TAREAS DEL EJERCICIO >>
**a)** Enumera todos los nombres de personas que se mencionan en el texto sobre los años oscuros.
**b)** Prolonga el texto sobre los años oscuros a partir del punto en que termina.

PÁGINA >>

───

Retorno a los años oscuros
Yo no había nacido cuando Simone de Beauvoir, iluminada al lado de Jean Paul Sartre, observa a su alrededor y reconoce en carne propia que su situación no es igual a la de sus coetáneos varones. Publica entonces El segundo sexo como quien clava un hacha bajo el Arco del Triunfo. Decir que no se nace mujer sino que se llega a serlo provoca tal escándalo que tres, cuatro y más generaciones después su nombre sigue agitando los santuarios feministas. Ocupada en controlar la mente y condenar los pecados de la carne, la Iglesia católica hace la vista gorda mientras Pío XII, reconocido conservador y anticomunista, mantiene secretas ligas con Mussolini y la Alemania de Hitler. No obstante las exigencias de los aliados para que fijara una postura crítica, el silencio del Vaticano confirma el antisemitismo papal. Solo los católicos pasan por alto que en 1933, como secretario del Vaticano, el aún llamado Eugenio Pacelli propició un concordato entre la Santa Sede y la Alemania nazi para que “a cambio de no intervenir en política”, el régimen de Hitler “respetara los derechos de la Iglesia”. Las consecuencias de tan vergonzosa actitud nos afectarían inclusive a los no nacidos aún.

───

MATERIAL DE ORIGEN >>
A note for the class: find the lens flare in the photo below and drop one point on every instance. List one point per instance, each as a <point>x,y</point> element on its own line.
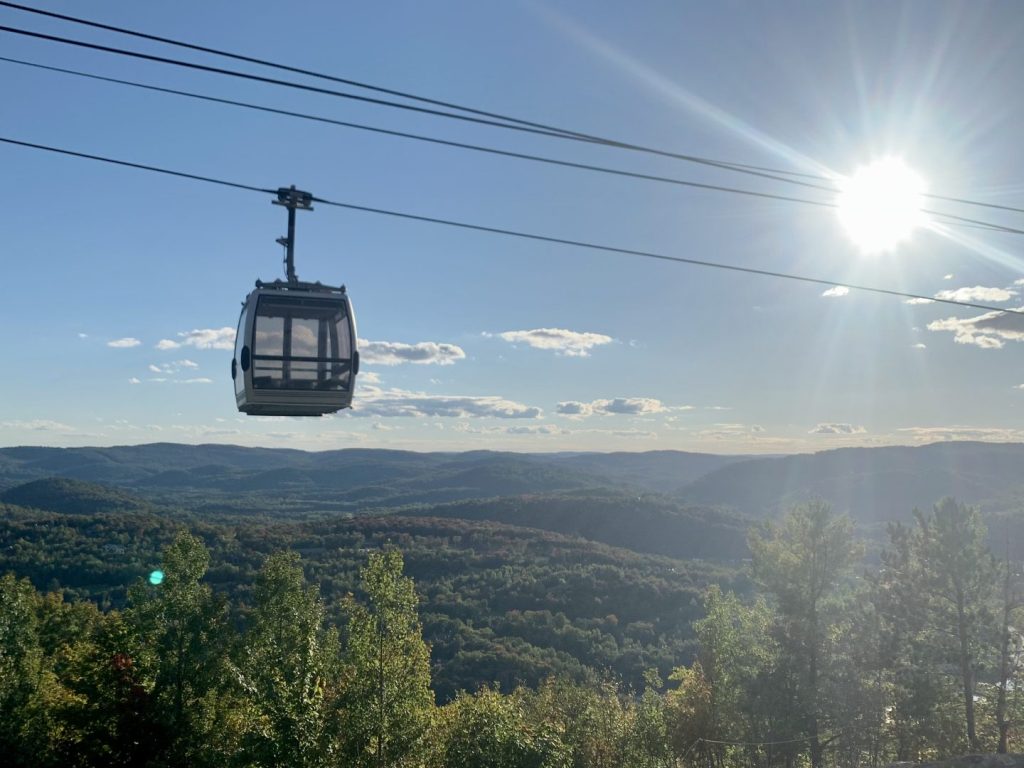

───

RESPUESTAS >>
**a)** Simone de Beauvoir, Jean Paul Sartre, Pío XII, Mussolini, Hitler, Eugenio Pacelli

**b)**
Ni de lejos estaba previsto que yo fuera concebida cuando Virginia Woolf, depresiva vitalicia, llenó con piedras los bolsillos de su abrigo, tiró su bastón y paso a paso, desesperada aunque decidida, se adentró en río Ouso para que la corriente la arrastrara hasta el fondo. Tampoco estaba en el mundo cuando ocurrió la mayoría de sucesos negros del siglo XX, incluidos los asesinatos de García Lorca y Miguel Hernández. Crecí sin que nadie citara las bombas arrojadas a Hiroshima y Nagasiki. Nadie nos instruyó sobre la fundación de Israel y el drama palestino. Tampoco existieron Gandhi, la independencia de India y la desobediencia civil en el imaginario mexicano. Jamás oí comentarios sobre el Holocausto, los campos de concentración y los crímenes cometidos tanto por el fascismo alemán como por el estalinismo. Distraídos con los primeros culebrones radiofónicos y televisivos, quienes me precedieron estaban más interesados en Jorge Negrete, Cuco Sánchez, Consuelito Velázquez y en el batallón de nutrientes que, a la par, encumbró “la época de oro del cine nacional”.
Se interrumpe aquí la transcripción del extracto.